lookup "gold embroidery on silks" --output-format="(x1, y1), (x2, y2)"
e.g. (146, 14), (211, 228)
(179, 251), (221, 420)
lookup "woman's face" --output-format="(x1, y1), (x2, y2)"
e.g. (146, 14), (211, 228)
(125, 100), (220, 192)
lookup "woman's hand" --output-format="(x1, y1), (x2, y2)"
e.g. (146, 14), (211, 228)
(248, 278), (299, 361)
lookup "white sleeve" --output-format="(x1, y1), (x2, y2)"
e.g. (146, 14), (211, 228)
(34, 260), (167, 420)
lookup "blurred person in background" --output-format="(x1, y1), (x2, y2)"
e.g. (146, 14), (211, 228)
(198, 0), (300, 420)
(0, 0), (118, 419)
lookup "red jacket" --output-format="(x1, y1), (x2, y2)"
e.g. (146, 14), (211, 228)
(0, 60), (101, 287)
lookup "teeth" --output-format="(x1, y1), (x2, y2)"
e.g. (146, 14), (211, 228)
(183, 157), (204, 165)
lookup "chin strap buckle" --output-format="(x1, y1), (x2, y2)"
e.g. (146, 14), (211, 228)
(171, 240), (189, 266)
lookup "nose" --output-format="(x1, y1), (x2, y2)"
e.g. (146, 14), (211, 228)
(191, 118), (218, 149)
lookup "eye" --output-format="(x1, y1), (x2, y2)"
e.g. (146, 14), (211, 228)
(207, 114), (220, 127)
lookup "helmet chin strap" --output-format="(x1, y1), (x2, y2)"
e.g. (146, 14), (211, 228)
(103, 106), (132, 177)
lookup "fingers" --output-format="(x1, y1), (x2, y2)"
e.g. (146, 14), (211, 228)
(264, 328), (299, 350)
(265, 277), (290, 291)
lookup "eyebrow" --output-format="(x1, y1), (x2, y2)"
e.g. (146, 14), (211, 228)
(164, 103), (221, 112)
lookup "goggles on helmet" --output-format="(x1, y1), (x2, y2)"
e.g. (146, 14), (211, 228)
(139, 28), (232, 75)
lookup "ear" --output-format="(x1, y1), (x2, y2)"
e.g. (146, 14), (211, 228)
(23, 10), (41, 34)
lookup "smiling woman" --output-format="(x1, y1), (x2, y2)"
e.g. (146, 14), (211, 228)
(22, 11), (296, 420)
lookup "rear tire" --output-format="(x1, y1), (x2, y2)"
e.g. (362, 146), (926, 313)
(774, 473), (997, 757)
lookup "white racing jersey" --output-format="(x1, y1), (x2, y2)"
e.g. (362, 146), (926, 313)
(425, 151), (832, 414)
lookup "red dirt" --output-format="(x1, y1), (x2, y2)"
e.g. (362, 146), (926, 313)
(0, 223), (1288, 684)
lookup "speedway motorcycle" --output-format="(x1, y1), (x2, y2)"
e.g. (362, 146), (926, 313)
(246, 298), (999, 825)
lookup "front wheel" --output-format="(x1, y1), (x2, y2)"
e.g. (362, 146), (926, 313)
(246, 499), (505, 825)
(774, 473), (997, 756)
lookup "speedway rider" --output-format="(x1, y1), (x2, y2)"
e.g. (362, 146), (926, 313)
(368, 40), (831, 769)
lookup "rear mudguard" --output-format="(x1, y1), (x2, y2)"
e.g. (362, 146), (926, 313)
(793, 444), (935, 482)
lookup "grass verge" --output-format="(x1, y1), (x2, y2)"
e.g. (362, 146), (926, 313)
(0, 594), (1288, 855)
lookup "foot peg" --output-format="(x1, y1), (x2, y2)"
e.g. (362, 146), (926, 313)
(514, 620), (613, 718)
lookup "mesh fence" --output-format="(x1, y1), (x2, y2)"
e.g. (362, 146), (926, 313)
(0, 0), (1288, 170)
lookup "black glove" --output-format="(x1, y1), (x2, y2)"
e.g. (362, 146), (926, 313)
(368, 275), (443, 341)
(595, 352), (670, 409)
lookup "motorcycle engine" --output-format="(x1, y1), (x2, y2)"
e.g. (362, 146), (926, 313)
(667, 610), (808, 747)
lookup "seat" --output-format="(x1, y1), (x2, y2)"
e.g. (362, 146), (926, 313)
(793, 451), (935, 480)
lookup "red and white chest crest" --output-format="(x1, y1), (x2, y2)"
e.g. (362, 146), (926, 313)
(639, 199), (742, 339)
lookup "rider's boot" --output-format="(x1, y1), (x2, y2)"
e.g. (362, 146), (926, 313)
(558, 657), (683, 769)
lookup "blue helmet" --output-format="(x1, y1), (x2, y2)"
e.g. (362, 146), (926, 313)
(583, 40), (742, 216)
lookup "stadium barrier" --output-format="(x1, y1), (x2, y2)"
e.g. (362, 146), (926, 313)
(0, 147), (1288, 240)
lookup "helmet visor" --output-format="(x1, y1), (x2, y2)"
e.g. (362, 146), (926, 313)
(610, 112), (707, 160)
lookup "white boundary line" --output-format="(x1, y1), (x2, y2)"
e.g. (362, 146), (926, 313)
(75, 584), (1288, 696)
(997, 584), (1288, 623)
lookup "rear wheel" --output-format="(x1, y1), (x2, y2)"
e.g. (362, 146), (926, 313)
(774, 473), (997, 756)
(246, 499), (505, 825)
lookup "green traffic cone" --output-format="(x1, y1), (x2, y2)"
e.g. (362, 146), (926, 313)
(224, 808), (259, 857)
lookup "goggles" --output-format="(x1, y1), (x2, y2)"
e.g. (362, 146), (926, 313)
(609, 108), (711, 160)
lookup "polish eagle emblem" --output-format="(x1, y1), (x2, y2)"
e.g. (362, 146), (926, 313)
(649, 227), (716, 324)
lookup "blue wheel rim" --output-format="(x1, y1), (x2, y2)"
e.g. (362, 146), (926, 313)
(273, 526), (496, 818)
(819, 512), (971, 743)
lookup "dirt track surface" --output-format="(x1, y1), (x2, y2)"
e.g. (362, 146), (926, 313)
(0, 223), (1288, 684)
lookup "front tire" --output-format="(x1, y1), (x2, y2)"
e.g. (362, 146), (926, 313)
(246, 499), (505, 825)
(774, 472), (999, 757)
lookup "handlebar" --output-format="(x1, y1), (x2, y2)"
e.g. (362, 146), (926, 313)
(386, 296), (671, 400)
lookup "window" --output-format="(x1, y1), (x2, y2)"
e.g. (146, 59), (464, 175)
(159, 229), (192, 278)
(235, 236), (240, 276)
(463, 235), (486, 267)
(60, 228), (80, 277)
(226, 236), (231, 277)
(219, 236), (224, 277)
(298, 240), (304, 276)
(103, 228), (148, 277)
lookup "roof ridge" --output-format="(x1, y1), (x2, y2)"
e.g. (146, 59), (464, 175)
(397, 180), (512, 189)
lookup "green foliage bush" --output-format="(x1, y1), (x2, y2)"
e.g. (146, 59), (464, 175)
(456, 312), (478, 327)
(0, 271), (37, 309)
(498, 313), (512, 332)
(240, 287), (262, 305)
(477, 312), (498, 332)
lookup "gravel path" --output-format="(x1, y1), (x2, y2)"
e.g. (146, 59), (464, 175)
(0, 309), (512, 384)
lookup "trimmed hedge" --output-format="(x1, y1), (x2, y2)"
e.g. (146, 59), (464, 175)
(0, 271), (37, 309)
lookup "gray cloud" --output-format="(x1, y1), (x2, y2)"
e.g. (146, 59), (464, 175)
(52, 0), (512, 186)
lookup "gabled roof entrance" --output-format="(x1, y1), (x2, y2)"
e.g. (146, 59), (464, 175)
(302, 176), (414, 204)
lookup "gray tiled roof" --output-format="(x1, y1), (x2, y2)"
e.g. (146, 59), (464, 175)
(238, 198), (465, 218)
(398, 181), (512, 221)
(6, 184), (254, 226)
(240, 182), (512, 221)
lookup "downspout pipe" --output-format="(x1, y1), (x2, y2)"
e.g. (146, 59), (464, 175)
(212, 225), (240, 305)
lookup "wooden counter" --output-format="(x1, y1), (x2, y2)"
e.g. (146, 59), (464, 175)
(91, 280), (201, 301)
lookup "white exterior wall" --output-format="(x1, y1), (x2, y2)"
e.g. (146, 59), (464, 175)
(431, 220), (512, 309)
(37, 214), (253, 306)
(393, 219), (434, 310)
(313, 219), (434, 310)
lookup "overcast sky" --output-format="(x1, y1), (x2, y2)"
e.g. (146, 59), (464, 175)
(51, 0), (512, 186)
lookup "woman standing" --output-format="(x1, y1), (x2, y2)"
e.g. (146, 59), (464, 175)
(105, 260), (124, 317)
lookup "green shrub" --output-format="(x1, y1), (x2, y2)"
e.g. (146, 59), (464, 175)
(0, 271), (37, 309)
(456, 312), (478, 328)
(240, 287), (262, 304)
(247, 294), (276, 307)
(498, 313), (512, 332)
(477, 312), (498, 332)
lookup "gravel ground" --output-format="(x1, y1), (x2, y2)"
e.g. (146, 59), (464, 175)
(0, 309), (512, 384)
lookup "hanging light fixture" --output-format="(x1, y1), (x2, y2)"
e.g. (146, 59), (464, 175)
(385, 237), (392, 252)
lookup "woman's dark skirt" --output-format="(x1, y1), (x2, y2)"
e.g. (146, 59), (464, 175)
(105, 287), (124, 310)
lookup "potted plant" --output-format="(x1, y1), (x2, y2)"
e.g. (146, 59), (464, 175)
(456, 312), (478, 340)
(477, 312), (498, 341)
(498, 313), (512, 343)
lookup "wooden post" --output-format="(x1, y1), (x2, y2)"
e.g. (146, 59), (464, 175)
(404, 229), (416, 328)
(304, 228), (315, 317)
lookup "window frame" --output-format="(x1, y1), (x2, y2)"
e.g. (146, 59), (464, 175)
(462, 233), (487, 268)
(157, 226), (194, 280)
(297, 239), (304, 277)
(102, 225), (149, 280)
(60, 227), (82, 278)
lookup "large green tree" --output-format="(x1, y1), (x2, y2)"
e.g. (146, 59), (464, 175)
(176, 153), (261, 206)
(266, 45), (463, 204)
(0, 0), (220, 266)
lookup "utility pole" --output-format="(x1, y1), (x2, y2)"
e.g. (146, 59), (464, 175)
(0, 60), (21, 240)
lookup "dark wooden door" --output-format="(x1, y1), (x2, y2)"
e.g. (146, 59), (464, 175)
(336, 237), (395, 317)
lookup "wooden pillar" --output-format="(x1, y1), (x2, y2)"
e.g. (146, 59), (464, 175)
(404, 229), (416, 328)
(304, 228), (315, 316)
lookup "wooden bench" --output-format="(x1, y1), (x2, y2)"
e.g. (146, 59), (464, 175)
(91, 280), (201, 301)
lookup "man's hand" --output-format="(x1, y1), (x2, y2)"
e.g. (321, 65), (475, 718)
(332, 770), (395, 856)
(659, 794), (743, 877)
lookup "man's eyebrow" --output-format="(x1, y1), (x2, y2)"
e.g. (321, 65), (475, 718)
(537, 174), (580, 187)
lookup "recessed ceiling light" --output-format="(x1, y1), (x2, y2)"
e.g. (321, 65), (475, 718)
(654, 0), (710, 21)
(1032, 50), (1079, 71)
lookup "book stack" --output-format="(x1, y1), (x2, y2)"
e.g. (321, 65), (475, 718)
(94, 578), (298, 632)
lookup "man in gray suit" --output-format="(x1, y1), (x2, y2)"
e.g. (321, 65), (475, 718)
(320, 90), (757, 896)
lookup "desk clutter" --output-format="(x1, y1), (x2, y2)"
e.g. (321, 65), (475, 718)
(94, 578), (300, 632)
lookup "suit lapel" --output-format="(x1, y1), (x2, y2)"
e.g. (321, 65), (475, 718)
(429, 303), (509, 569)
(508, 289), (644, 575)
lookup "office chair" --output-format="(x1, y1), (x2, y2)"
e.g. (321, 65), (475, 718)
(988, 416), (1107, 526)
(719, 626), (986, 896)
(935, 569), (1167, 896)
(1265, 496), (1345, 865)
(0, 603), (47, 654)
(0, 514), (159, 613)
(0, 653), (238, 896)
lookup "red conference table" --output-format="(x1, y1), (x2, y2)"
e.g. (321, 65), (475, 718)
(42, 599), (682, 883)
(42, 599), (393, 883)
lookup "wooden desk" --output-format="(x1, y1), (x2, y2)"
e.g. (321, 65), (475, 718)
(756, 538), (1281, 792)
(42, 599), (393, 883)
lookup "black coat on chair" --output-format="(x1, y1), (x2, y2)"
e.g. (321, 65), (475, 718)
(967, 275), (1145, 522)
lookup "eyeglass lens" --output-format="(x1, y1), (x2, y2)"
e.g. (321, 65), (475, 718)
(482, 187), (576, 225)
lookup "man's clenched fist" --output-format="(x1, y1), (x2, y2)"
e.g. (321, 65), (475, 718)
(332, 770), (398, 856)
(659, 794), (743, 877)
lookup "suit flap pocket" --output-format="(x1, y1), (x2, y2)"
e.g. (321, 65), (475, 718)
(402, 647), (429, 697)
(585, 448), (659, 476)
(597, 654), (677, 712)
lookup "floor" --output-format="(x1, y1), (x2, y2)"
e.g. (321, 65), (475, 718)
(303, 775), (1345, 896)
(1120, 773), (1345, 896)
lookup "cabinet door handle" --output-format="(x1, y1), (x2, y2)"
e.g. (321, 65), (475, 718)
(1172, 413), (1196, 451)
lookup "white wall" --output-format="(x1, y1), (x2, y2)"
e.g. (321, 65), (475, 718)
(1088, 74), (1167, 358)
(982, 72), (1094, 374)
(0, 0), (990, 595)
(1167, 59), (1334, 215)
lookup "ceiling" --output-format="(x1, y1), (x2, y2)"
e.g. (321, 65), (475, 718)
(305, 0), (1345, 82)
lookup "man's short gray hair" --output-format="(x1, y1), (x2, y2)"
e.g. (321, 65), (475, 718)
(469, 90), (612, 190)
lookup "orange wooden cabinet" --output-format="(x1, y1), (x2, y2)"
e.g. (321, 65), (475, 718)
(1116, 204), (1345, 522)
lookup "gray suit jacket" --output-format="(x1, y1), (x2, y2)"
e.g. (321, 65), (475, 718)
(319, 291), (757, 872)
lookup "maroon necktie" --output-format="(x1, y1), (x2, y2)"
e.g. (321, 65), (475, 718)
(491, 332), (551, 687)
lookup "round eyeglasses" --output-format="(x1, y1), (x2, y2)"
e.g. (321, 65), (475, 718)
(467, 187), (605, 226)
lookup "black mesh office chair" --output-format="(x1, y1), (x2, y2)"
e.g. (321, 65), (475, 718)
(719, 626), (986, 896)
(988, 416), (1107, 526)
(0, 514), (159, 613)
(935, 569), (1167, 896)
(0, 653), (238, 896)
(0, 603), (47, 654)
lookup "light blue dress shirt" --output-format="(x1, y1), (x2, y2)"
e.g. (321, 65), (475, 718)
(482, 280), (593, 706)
■ ■ ■ ■ ■
Which lines in the entries above contain the string "strap"? Copy each of them out in full.

__Final answer__
lookup "chin strap buckle" --output-format="(x1, y1), (x2, y2)"
lookup "helmet chin strap" --output-format="(x1, y1), (x2, y2)"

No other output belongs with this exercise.